WHAT IS REQUIRED: Please answer from the text about Tianjin: how long did the high-speed train take to get from Beijing to Tianjin?

Sunday 29 November 2015

Tianjin

What do I know about Tianjin? Until recently, my knowledge of the city was quite limited. I was aware that it is a short train journey from Beijing and that it’s located near to the coast. Tianjin is now synonymous with the tragic explosions in August 2015, which killed and wounded hundreds of people. Typing ‘Tianjin’ into a search engine shows that currently, three of the top ten Tianjin-related searches are about the catastrophic blast.


I had a fleeting visit to Tianjin in 2013, when my flight from Inner Mongolia to Beijing was diverted due to bad weather. I was taken to a pretty swanky hotel for a few hours sleep but did not have enough time to see the city before I caught the connecting flight to the capital.



On 3rd September, there was a national holiday to mark the 70th anniversary of victory over Japan. Jensen and I decided to take this opportunity to visit Beijing’s neighbouring metropolis. I was surprised by how quickly the high-speed took us to our destination. In fact, it took us longer to get to the Beijing railway station than it did for us to get from Beijing to Tianjin. In just thirty minutes we were in a different city.



The national holiday resulted in pristine clear skies and fresh air. It ensured that we could enjoy the interesting scenery of our new surroundings. I was impressed by the European-style buildings. The colonial architecture is a popular tourist attraction in Tianjin.


While roaming the city, Jensen and I were able to sample some delicious food, including the famous Tianjin jianbing. These savoury crepes are different to the ones I have eaten in Beijing, as they include extra fillings such as youtiao (a deep fried dough stick). We tried a jianbing from a street vendor and later visited a famous jianbing seller who attracts queues of hungry customers. Jensen and I both agreed that the jianbing from the street vendor was actually more delicious. We also ate lamb noodle soup and 烧饼夹牛肉, a flaky pastry filled with beef and egg.

EXCERPTED RECORDS:
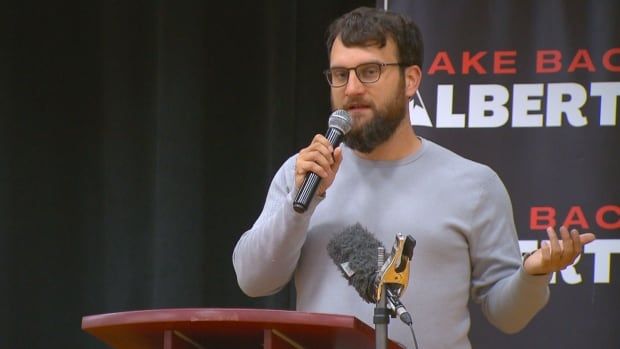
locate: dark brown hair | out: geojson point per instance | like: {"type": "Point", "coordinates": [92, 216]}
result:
{"type": "Point", "coordinates": [366, 26]}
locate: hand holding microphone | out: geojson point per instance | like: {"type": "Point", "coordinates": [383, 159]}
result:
{"type": "Point", "coordinates": [318, 163]}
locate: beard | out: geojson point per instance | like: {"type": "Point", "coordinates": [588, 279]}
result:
{"type": "Point", "coordinates": [381, 126]}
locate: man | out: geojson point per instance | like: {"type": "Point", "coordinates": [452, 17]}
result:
{"type": "Point", "coordinates": [391, 181]}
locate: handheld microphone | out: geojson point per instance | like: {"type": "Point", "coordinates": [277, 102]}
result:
{"type": "Point", "coordinates": [338, 125]}
{"type": "Point", "coordinates": [354, 251]}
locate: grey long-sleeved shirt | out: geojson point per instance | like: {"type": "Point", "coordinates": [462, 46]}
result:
{"type": "Point", "coordinates": [458, 211]}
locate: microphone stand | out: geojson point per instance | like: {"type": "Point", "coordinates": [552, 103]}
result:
{"type": "Point", "coordinates": [381, 317]}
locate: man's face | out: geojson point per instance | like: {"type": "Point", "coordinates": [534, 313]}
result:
{"type": "Point", "coordinates": [377, 108]}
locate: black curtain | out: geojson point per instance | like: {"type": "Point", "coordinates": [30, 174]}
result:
{"type": "Point", "coordinates": [137, 142]}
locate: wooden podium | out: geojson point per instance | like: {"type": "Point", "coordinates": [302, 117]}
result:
{"type": "Point", "coordinates": [229, 328]}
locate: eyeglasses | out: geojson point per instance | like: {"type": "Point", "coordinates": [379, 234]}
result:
{"type": "Point", "coordinates": [366, 73]}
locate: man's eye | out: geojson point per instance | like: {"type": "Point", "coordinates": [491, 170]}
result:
{"type": "Point", "coordinates": [340, 74]}
{"type": "Point", "coordinates": [370, 71]}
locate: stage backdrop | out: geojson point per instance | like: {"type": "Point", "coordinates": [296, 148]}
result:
{"type": "Point", "coordinates": [531, 89]}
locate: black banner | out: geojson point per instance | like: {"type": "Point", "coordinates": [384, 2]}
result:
{"type": "Point", "coordinates": [531, 89]}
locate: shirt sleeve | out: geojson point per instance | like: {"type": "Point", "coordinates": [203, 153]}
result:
{"type": "Point", "coordinates": [509, 297]}
{"type": "Point", "coordinates": [266, 256]}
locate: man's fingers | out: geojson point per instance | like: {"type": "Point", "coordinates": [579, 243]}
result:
{"type": "Point", "coordinates": [554, 246]}
{"type": "Point", "coordinates": [568, 253]}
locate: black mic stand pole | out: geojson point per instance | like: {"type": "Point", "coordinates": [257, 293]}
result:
{"type": "Point", "coordinates": [381, 318]}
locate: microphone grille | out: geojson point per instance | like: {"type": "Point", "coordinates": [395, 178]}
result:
{"type": "Point", "coordinates": [340, 120]}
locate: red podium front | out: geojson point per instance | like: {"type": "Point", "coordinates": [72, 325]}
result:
{"type": "Point", "coordinates": [229, 328]}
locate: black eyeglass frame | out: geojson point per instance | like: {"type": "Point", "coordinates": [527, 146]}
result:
{"type": "Point", "coordinates": [328, 72]}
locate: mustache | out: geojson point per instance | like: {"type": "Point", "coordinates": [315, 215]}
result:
{"type": "Point", "coordinates": [356, 102]}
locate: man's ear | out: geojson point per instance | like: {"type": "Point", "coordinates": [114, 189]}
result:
{"type": "Point", "coordinates": [413, 76]}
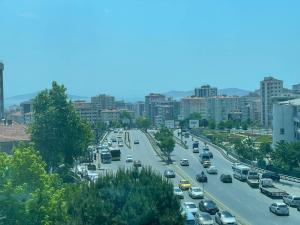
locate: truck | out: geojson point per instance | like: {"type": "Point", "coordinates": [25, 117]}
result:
{"type": "Point", "coordinates": [253, 179]}
{"type": "Point", "coordinates": [115, 154]}
{"type": "Point", "coordinates": [267, 188]}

RESPONSE TO THIS EXERCISE: Thirty minutes.